* [INPUT RECORDS]
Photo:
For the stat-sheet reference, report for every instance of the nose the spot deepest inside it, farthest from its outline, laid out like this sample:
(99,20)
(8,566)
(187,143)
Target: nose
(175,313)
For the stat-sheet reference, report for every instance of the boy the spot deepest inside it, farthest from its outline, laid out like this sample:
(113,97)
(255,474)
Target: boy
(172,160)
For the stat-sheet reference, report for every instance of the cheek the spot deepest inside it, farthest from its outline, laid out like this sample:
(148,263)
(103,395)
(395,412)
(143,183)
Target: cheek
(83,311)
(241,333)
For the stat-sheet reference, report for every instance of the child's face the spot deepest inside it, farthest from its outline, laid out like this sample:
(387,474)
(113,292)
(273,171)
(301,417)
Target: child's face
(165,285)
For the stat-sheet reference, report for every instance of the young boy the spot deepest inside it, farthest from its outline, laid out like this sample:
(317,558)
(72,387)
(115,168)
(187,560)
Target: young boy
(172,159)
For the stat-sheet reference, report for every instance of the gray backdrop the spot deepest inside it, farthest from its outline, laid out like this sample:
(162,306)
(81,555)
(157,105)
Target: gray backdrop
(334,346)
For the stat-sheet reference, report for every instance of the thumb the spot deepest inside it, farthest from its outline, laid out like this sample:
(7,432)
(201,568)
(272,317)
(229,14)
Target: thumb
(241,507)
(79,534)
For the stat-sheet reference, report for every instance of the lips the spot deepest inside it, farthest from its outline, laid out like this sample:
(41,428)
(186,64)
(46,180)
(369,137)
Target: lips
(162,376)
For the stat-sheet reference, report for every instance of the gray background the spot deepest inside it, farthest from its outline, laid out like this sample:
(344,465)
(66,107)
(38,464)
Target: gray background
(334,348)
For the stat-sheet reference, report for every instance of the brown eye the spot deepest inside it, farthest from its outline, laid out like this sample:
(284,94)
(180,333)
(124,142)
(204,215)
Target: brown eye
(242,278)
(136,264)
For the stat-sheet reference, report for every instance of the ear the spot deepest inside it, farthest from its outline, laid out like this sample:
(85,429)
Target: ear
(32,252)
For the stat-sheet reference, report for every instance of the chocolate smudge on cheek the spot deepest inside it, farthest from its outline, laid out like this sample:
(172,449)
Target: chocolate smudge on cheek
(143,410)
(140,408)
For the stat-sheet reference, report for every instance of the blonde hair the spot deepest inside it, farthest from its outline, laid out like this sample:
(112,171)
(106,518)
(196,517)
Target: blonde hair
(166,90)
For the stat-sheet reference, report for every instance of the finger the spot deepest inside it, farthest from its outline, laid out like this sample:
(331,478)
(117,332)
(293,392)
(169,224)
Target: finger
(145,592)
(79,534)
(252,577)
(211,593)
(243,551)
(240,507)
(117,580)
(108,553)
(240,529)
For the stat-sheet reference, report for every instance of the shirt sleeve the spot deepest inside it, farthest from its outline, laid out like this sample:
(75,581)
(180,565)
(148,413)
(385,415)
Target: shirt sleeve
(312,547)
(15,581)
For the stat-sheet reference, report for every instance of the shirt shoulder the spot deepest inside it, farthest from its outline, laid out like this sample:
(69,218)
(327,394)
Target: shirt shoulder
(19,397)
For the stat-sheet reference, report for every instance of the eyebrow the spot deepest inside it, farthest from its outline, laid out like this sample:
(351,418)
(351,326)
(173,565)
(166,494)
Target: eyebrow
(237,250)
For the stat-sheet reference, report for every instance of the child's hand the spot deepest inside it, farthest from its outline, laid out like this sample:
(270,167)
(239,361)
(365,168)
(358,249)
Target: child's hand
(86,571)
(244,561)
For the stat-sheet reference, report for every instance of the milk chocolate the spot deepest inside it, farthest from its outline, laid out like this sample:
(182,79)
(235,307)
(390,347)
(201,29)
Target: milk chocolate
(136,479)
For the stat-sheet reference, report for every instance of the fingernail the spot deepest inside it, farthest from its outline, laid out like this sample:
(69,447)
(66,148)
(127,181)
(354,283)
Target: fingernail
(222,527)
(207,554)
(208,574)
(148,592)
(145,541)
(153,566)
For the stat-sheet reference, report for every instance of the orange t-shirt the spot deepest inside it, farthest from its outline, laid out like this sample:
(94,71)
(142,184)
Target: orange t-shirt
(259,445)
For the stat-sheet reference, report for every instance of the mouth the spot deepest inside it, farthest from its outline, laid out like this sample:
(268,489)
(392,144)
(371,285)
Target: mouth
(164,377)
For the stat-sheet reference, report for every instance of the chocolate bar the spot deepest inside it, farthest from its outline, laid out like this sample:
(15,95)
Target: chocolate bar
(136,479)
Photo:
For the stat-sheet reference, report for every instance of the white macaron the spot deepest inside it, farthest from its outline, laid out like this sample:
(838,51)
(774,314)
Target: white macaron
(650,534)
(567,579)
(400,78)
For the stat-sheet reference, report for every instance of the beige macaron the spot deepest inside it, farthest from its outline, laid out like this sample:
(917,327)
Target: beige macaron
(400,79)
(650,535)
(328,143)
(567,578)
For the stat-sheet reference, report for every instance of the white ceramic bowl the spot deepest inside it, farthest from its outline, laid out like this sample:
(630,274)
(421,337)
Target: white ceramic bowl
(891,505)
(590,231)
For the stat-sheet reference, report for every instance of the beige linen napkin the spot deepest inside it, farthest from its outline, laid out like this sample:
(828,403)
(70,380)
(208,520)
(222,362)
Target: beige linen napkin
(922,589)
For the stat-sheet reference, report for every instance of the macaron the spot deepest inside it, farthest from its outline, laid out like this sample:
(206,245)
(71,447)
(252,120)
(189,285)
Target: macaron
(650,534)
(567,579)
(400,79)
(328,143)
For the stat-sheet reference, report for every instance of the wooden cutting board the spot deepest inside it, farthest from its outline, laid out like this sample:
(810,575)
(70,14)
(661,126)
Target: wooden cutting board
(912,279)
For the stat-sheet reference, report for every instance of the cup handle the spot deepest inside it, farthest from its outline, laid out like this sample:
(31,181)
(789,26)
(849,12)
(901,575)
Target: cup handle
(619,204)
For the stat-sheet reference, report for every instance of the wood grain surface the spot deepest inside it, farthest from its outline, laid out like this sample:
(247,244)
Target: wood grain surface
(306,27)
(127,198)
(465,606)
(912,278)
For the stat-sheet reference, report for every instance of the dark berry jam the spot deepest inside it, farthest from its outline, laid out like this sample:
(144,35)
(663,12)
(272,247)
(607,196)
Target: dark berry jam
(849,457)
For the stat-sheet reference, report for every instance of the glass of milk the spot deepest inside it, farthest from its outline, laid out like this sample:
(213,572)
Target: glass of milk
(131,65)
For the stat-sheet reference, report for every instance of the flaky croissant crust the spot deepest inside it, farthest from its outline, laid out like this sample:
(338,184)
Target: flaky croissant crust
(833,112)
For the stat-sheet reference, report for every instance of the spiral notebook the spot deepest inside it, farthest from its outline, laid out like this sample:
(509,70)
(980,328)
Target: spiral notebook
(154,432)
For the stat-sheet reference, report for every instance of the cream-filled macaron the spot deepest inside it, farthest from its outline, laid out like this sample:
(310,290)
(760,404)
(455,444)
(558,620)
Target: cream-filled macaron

* [WORK INSTRUCTION]
Write out the material again, exactly as shown above.

* [SOLUTION FOR THIS TASK]
Photo:
For the stat-sheet reference, report for every instance of the nose the spot deepest inside it, farthest from its outline, laid out like this sample:
(99,20)
(8,566)
(187,143)
Target: nose
(175,313)
For the stat-sheet reference, report for every instance of the boy the spot deepest inside it, farthest from its outline, laid out like this sample:
(113,97)
(255,474)
Target: boy
(172,160)
For the stat-sheet reference, report for every instance of the cheek the spot deepest inside it, farthest from its outline, laid out like this sample:
(148,263)
(103,395)
(395,412)
(143,183)
Target: cheek
(83,311)
(241,333)
For the stat-sheet reference, report for every instance of the child's face the spot deepest inside it, farthest from its outline, laid out like this sample:
(387,474)
(113,292)
(273,171)
(301,417)
Target: child's face
(165,285)
For the stat-sheet reference, report for every instance of the young boy the spot deepest inside it, farthest from its outline, laid out like this sample:
(317,558)
(72,387)
(115,168)
(187,560)
Target: young boy
(172,159)
For the stat-sheet reference, report for every instance of the gray backdrop the spot deepest inside it, farthest from its outline, laid out like this sample:
(162,306)
(81,555)
(157,105)
Target: gray backdrop
(334,346)
For the stat-sheet reference, report for every instance of the thumb the spot deepest inside it, farthest from its outline, laid out like this sample:
(7,432)
(201,568)
(272,317)
(229,14)
Target: thumb
(241,507)
(79,534)
For the stat-sheet reference, report for every instance of the lips the spot deepest inside it, farthest from its outline, laid out like this sample:
(41,428)
(186,64)
(46,180)
(369,137)
Target: lips
(162,376)
For the stat-sheet reference, report for every instance of the gray background the spot deepest inside it, farthest from its outline, laid out like this sample:
(344,465)
(66,107)
(38,464)
Target: gray background
(334,348)
For the stat-sheet reference, report for every instance of the brown eye the spot deepest inside it, farthest from its outline, laid out like this sample:
(284,94)
(180,333)
(124,142)
(204,215)
Target: brown eye
(242,278)
(136,264)
For the stat-sheet reference, report for every instance of the ear the spot deepest inside it, farthest from its outline, laid out like this sample:
(85,429)
Target: ear
(32,252)
For the stat-sheet reference, report for every instance of the chocolate smudge on cheek the spot deepest inside it, farthest from its outline, laid out like this sample:
(172,449)
Target: chocolate smudge on cheek
(143,410)
(140,408)
For the stat-sheet reference, report for every instance of the blonde hair the spot deepest inside it, farthest from its outline, laid out like this sample:
(112,171)
(106,518)
(196,517)
Target: blonde hair
(166,90)
For the stat-sheet reference, report for every instance of the finger the spot deepest inside it, farthest from its outline, laid out like this sample:
(331,478)
(117,332)
(293,392)
(169,224)
Target: finger
(145,592)
(79,534)
(252,577)
(211,593)
(243,551)
(240,507)
(117,580)
(108,553)
(240,529)
For the stat-sheet reference, report for every instance of the shirt sleeve the spot deepest inside it, farthest from its outline, laid out like this sample:
(75,581)
(180,565)
(148,413)
(385,415)
Target: shirt sleeve
(312,547)
(15,581)
For the stat-sheet reference, report for every instance of the shirt shoulder the spot deepest inside it, farthest from its outline, laid out like this sample:
(69,218)
(327,394)
Target: shirt shoulder
(19,397)
For the stat-sheet reference, report for every instance of the eyebrow the spot deepest inside it, farthest from its outline, laid out like this sample:
(351,418)
(351,326)
(173,565)
(166,494)
Target: eyebrow
(237,250)
For the stat-sheet reference, report for every instance of the child's hand the spot deepest inside it, farthest from its outline, laid out like this sample:
(270,167)
(239,361)
(365,168)
(358,249)
Target: child's hand
(86,571)
(244,561)
For the stat-sheet reference, report for every instance of the milk chocolate the spot deepest inside it, farthest from its outline, laid out like this sample:
(182,79)
(235,307)
(390,347)
(201,29)
Target: milk chocolate
(136,479)
For the stat-sheet reference, report for every instance of the fingernail the spot deepest inside it, farthest from its outline, laid out like this sample:
(69,447)
(66,148)
(127,181)
(354,283)
Target: fingernail
(222,527)
(207,554)
(208,574)
(148,592)
(145,541)
(153,566)
For the stat-sheet reference, report for every instance of the orange t-shirt the spot deepest inside it, farthest from its outline, laid out like this sample:
(94,71)
(142,184)
Target: orange t-shirt
(259,445)
For the stat-sheet reference, report for every instance of the mouth the spot deepest inside it, farthest from its outline, laid out like this sample:
(268,489)
(392,144)
(371,285)
Target: mouth
(164,377)
For the stat-sheet reference, report for every instance of the chocolate bar the spot deepest inside it, farthest from its outline, laid out like this sample:
(15,95)
Target: chocolate bar
(136,479)
Photo:
For the stat-sheet reference, report for every instance of the white macaron the spot deepest inside it, farthest from its outline, laid out like this sample:
(838,51)
(774,314)
Target: white macaron
(650,534)
(567,579)
(400,78)
For the stat-sheet reference, report for every instance of the beige macaron the spot deepest inside it, farthest from its outline, laid out like this sample:
(917,327)
Target: beige macaron
(400,79)
(650,535)
(328,143)
(567,578)
For the stat-sheet reference, report for every instance of the white ceramic bowl the spot deepest inside it, farthest from its outline, laid out like this sample:
(630,274)
(421,337)
Target: white ceramic bowl
(891,505)
(590,231)
For the stat-sheet reference, report for every instance of the beige linen napkin the spot deepest inside it, farthest from its outline, laid out like this sample:
(828,403)
(70,380)
(208,520)
(222,362)
Target: beige linen napkin
(922,589)
For the stat-sheet reference, report for every instance of the macaron the spot deepest inside it, farthest from its outline, laid out like this sample:
(206,245)
(71,447)
(252,120)
(189,285)
Target: macaron
(650,534)
(567,579)
(400,79)
(328,143)
For the stat-sheet reference, report for every instance of the wooden cutting board the spot deepest inside it, farthest from its outline, laid out like this sample:
(810,575)
(70,14)
(661,126)
Target: wooden cutting board
(912,279)
For the stat-sheet reference, report for every instance of the cup handle the spot deepest inside it, farthest from its outline, laid out like this sample:
(31,181)
(789,26)
(849,12)
(901,575)
Target: cup handle
(619,204)
For the stat-sheet reference, report for every instance of the wood grain surface the spot deepest inside it, farthest from its outline, laid out like this sample:
(247,244)
Target: wood grain surface
(306,27)
(127,198)
(465,606)
(912,278)
For the stat-sheet reference, report for every instance of the dark berry jam the spot deepest inside it, farthest from its outline, laid out like this sample:
(144,35)
(663,12)
(272,247)
(607,196)
Target: dark berry jam
(849,457)
For the stat-sheet reference, report for every instance of the glass of milk the spot deepest inside it, farthest from its outline, laid out like this sample:
(213,572)
Target: glass of milk
(131,65)
For the stat-sheet reference, report for every instance of the flaky croissant crust the spot deepest inside it, farthest from its outline, laid out like this sample:
(338,184)
Target: flaky croissant crust
(833,112)
For the stat-sheet reference, report for every instance of the spiral notebook the spot deepest inside it, farthest from its outline, laid out like this sample:
(509,70)
(980,328)
Target: spiral notebook
(154,432)
For the stat-sheet reference, report for every instance of the cream-filled macaron the spot deepest inside it, farthest from its outline, laid out like this sample:
(310,290)
(760,404)
(455,444)
(558,620)
Target: cream-filled macaron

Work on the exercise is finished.